- Check your understanding:
1: In the news report on the Korea visits, give the stretch from "He said it was" through "46 South Koreans." again, switching "charity" for "relief group".
2: Sum up the news report on the Korea visits in two sentences.

- Passage for review:

------------------------------------

North Korea has opened its borders for goodwill gestures from South Korea and the United States.

South Korean monks arrived in Pyongyang Saturday to help celebrate the creation of a religious relic important to Buddhists on both sides of the demilitarized zone.

The 37 South Korean monks arrived by plane and were greeted at the airport by their North Korean brethren.

The monks are scheduled to participate in a service at a North Korean temple marking the 1,000th anniversary of the relic's creation.

Late Saturday, a second plane landed in Pyongyang carrying medicine, blankets and other relief supplies paid for by the U.S. State department.

The U.S. had pledged $900,000 in aid for flood-stricken North Korea, to be delivered by non-governmental agencies.

The U.S.-based aid group Samaritan's Purse also sent food and other supplies.

An official with Samaritan's Purse, Melvin Cheatham, said the aid shipment is an "expression of the love and concern of the American people."

He said it was the third time the charity has chartered a flight to bring relief supplies to North Korea.

The earlier arrival of the Buddhist monks was the first visit of its kind since Seoul accused Pyongyang of sinking one of its warships last year.

South Korea's unification ministry, which controls all cross-border contacts, said it allowed the trip because it is purely religious in nature.

South Korea has restricted travel to the North since March 2010, when it blamed the communist country for a torpedo attack on a navy ship that killed 46 South Koreans.

Some information for this report was provided by AP, AFP and Reuters.

------------------------------------

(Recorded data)
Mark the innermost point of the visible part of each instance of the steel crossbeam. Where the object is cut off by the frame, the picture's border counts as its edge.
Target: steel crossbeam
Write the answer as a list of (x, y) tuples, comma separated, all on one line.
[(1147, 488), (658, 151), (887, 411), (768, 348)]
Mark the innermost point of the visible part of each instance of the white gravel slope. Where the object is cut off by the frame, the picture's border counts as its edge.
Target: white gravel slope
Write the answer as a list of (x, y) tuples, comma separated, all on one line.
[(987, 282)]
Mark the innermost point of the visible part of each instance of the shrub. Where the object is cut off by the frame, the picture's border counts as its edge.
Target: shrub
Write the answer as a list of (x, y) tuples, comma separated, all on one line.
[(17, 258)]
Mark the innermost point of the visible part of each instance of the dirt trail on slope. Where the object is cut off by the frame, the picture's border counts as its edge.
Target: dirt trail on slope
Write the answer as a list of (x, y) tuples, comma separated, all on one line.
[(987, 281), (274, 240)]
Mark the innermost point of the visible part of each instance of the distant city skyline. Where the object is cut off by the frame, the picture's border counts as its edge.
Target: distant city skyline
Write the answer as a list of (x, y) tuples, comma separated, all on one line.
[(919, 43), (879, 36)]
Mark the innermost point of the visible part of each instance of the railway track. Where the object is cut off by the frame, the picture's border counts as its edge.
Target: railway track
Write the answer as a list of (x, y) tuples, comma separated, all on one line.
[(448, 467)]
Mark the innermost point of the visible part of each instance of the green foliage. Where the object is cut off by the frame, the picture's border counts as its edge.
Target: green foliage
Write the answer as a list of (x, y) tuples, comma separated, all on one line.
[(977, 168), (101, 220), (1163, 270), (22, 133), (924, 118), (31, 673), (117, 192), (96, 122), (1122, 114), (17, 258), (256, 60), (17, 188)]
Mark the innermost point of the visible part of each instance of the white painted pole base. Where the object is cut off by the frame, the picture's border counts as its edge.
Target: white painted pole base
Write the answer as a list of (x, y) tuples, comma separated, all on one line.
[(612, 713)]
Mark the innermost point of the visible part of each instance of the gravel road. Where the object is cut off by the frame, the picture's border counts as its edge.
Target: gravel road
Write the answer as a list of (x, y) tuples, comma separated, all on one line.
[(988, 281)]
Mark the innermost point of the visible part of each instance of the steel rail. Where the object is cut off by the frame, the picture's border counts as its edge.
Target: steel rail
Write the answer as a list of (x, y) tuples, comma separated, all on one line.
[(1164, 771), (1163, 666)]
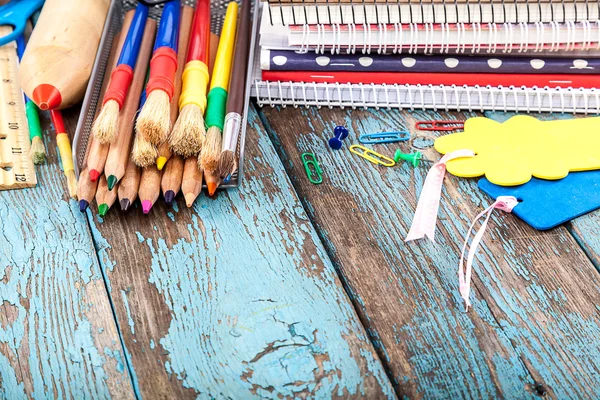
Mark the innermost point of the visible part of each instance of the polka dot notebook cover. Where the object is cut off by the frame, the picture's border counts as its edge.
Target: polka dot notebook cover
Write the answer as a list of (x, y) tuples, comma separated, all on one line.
[(286, 60)]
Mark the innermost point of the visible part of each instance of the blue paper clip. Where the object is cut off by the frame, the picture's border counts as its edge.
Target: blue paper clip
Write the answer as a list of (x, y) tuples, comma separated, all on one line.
[(385, 137)]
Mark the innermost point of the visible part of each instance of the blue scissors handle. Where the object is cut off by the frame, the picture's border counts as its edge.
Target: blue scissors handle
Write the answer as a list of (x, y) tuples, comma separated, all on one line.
[(16, 13)]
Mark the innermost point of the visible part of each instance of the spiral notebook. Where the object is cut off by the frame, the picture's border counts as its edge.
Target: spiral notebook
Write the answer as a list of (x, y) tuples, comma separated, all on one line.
[(533, 56)]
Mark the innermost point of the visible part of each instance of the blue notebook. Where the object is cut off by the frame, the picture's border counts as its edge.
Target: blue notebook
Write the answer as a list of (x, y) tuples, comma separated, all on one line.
[(545, 204)]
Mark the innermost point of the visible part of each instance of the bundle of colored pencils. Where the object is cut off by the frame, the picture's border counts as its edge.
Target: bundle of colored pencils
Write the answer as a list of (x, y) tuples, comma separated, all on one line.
[(163, 79)]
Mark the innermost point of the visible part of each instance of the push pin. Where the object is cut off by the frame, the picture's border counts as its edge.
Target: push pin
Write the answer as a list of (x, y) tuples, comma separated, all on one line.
[(413, 158), (340, 133)]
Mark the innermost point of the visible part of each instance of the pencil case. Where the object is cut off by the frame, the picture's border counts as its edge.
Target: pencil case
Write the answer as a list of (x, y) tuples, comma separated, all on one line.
[(92, 99)]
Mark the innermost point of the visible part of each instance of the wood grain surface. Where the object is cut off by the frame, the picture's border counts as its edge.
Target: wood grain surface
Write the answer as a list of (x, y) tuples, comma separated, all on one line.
[(58, 337), (235, 297), (534, 318)]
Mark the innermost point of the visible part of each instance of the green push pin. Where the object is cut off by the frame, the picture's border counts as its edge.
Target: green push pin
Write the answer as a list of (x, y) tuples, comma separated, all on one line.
[(413, 158)]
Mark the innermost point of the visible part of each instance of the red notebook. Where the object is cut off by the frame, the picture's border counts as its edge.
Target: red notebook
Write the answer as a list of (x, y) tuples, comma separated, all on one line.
[(447, 79)]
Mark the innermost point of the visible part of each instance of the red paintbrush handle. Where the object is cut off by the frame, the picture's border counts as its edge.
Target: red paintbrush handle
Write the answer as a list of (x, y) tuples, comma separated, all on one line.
[(200, 33), (163, 67), (120, 80)]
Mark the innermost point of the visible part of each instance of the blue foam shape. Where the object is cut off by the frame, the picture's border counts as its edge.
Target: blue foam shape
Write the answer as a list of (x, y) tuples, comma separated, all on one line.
[(545, 204)]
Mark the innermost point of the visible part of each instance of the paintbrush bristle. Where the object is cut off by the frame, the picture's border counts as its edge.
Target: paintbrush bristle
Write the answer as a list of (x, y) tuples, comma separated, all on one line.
[(227, 163), (209, 158), (144, 153), (72, 184), (188, 133), (105, 126), (154, 121), (38, 150)]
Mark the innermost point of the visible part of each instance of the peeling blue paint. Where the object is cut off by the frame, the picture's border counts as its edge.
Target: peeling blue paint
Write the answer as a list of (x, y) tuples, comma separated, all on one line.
[(266, 316), (128, 311), (46, 259)]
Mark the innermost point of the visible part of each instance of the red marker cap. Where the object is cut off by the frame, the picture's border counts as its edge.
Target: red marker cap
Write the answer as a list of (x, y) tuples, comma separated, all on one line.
[(47, 97)]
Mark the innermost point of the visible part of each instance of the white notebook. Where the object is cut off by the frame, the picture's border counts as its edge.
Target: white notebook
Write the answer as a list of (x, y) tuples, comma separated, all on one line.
[(532, 99), (429, 38), (390, 13)]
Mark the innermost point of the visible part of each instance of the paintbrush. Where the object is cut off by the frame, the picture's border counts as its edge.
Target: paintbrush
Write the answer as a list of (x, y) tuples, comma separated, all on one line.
[(105, 126), (154, 121), (235, 100), (188, 133), (217, 97)]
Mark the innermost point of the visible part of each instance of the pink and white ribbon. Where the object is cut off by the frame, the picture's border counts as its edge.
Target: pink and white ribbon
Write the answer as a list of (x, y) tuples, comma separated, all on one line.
[(429, 202), (504, 203)]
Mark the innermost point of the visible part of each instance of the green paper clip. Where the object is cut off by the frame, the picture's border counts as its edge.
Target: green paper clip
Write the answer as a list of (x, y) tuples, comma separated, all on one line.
[(372, 156), (314, 174)]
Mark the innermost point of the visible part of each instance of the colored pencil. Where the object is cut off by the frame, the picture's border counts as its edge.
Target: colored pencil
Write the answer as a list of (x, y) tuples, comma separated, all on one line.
[(187, 13), (64, 147), (129, 185), (143, 153), (235, 100), (149, 187), (191, 186), (105, 197), (172, 176), (188, 133), (86, 190), (120, 149), (97, 152), (154, 121), (105, 125), (38, 150), (217, 98)]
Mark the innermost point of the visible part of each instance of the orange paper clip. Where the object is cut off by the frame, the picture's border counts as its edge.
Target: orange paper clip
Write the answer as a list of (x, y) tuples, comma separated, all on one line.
[(449, 125)]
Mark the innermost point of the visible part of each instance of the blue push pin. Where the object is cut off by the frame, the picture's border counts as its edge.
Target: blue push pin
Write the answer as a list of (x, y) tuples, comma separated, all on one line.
[(340, 133)]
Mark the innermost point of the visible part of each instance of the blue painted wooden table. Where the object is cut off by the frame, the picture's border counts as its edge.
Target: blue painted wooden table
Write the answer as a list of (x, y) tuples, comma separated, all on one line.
[(283, 289)]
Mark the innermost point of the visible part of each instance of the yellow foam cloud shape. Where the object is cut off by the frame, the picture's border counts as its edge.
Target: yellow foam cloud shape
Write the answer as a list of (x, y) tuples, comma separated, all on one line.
[(510, 153)]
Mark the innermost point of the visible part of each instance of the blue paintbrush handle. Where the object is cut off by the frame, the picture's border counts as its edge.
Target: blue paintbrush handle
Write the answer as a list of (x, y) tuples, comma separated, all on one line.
[(16, 13), (131, 47), (168, 30)]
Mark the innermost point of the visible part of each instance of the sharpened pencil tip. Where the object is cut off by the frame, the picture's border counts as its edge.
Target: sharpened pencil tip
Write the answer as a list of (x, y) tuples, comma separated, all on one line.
[(111, 181), (212, 188), (102, 209), (125, 203), (94, 175), (83, 205), (146, 206), (160, 162), (169, 196), (189, 199)]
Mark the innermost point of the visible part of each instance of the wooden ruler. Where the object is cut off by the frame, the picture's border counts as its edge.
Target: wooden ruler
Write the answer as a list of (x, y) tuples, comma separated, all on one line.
[(16, 168)]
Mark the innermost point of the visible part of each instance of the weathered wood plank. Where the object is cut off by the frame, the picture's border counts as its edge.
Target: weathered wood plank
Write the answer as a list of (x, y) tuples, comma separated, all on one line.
[(534, 317), (58, 337), (586, 228), (235, 297)]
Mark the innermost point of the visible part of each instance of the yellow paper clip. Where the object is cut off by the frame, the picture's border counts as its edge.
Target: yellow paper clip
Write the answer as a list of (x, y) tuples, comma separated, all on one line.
[(372, 156)]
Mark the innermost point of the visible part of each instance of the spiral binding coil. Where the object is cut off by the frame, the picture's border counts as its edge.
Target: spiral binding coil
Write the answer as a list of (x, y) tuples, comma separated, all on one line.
[(471, 98), (473, 38), (418, 12)]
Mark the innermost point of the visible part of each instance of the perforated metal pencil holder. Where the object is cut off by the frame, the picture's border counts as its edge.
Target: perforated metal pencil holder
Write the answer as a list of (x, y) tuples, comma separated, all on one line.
[(92, 99)]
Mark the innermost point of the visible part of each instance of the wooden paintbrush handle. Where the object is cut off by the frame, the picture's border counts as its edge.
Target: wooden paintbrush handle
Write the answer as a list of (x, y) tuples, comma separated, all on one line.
[(60, 54)]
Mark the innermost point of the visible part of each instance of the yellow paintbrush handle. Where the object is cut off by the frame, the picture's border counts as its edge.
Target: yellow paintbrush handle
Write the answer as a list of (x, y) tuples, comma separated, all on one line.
[(194, 82), (64, 148), (222, 68)]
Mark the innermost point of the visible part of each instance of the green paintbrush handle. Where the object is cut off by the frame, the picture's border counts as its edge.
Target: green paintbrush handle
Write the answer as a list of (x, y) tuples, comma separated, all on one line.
[(33, 120), (215, 109)]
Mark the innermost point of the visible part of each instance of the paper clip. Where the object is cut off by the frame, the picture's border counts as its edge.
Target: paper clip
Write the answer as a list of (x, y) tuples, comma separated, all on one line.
[(372, 156), (385, 137), (314, 174), (448, 126)]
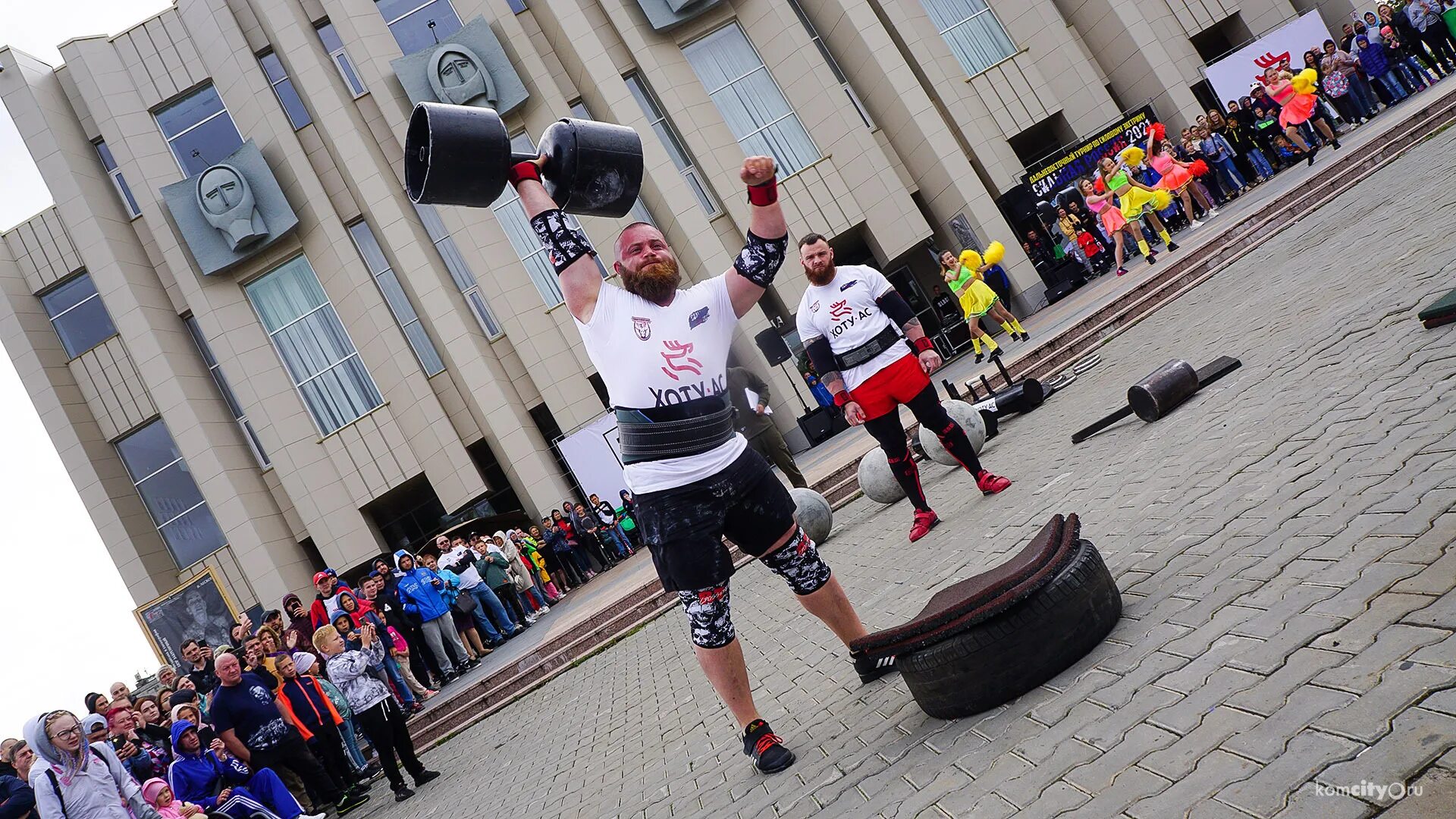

------------------------------------

- Results in order:
1:
He said it was the third time the relief group has chartered a flight to bring relief supplies to North Korea.

The earlier arrival of the Buddhist monks was the first visit of its kind since Seoul accused Pyongyang of sinking one of its warships last year.

South Korea's unification ministry, which controls all cross-border contacts, said it allowed the trip because it is purely religious in nature.

South Korea has restricted travel to the North since March 2010, when it blamed the communist country for a torpedo attack on a navy ship that killed 46 South Koreans.

2: North Korea opened its borders to 37 South Korean monks and to a plane of relief supplies paid for by the U.S. State Department. The monks came to mark the 1,000th anniversary of a Buddhist relic's creation, and theirs was the first such visit since South Korea blamed the North for a 2010 torpedo attack on a navy ship; Seoul allowed the trip because it is purely religious.